Task objective: Please return every one of the following items word for word, with nothing changed.

--- Begin Source records ---

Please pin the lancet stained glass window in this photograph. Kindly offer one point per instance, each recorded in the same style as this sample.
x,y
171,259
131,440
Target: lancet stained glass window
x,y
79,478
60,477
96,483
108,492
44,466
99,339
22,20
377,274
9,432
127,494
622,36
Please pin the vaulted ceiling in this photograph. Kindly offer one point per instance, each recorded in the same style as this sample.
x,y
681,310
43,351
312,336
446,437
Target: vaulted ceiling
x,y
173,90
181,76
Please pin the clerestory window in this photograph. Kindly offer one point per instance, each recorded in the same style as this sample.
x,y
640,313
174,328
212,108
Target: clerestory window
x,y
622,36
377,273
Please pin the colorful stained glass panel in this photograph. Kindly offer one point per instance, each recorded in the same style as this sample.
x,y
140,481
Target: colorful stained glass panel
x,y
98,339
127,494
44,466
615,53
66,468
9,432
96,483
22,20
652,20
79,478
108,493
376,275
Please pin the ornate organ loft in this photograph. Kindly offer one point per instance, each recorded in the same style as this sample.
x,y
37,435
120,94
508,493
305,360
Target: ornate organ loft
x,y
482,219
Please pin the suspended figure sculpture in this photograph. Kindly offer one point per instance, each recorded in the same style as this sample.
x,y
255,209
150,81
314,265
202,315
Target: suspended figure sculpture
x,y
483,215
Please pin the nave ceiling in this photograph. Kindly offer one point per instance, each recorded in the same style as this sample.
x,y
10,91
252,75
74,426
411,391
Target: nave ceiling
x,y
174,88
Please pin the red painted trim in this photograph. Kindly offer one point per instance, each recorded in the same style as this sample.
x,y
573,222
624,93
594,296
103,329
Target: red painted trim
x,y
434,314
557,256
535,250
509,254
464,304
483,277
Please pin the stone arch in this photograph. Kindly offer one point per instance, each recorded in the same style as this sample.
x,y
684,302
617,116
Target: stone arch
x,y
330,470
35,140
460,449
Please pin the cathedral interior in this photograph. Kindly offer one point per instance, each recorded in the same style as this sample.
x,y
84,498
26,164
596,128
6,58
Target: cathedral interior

--- End Source records ---

Exercise result:
Please pin the lancet stained glass window in this photograph. Kindly offer one point per instance, each recorded in the same style as this sample.
x,y
171,259
131,440
Target: lancet stained glass window
x,y
79,478
60,477
96,483
108,492
44,466
99,339
22,20
377,274
9,432
127,494
622,36
Please pin the vaulted ceiling in this photograph. Kindly offer one point per instance, each recorded in the same style as this sample.
x,y
681,310
43,351
312,336
446,437
Target: vaulted ceiling
x,y
173,90
181,76
Please pin the clerestory window in this photograph. Kindly offer one point per instance, each recorded in the same style as this sample.
x,y
640,313
174,328
212,108
Target: clerestory window
x,y
622,36
377,273
Please pin the colorful stained glass panel in this photograph. Kindly offer one point per instance, each recorded in the same style as this sample.
x,y
140,481
Target: colorful stained glass panel
x,y
98,339
127,494
44,466
615,53
66,468
9,432
96,483
22,20
652,20
79,478
108,493
376,275
Please pin the ornate organ loft in this photograph. Kindly offer one point per instance, each recorded in the same style as this sample.
x,y
37,435
120,94
508,493
305,360
Target: ornate organ loft
x,y
482,219
Please pin the suspended figure sculpture in this photograph. Kindly offer one point per instance, each recorded in the same style as this sample.
x,y
255,209
150,81
314,265
202,315
Target: suspended figure sculpture
x,y
483,215
Please pin the nave ceiling in this photograph. Kindly offer one point per instance, each recorded in the same style as this sample.
x,y
10,91
252,75
74,426
411,391
Target: nave ceiling
x,y
174,88
Please pin the red painted trim in this photograph. Kindly offer one point per instance, each recorded in the same style as this sample.
x,y
573,222
624,93
594,296
103,329
Target: red painted trim
x,y
434,314
557,256
535,250
509,254
464,304
483,277
Please pin the stone arch in this photograph. Kindly offer one point per instance, each recorded in the same style as this sample.
x,y
684,302
617,116
Target: stone arch
x,y
330,470
35,140
460,449
Please pin the cathedral interior in this photograph. Kindly offer one point per instance, each recorded in the same style as this sample.
x,y
84,498
26,164
596,128
6,58
Target: cathedral interior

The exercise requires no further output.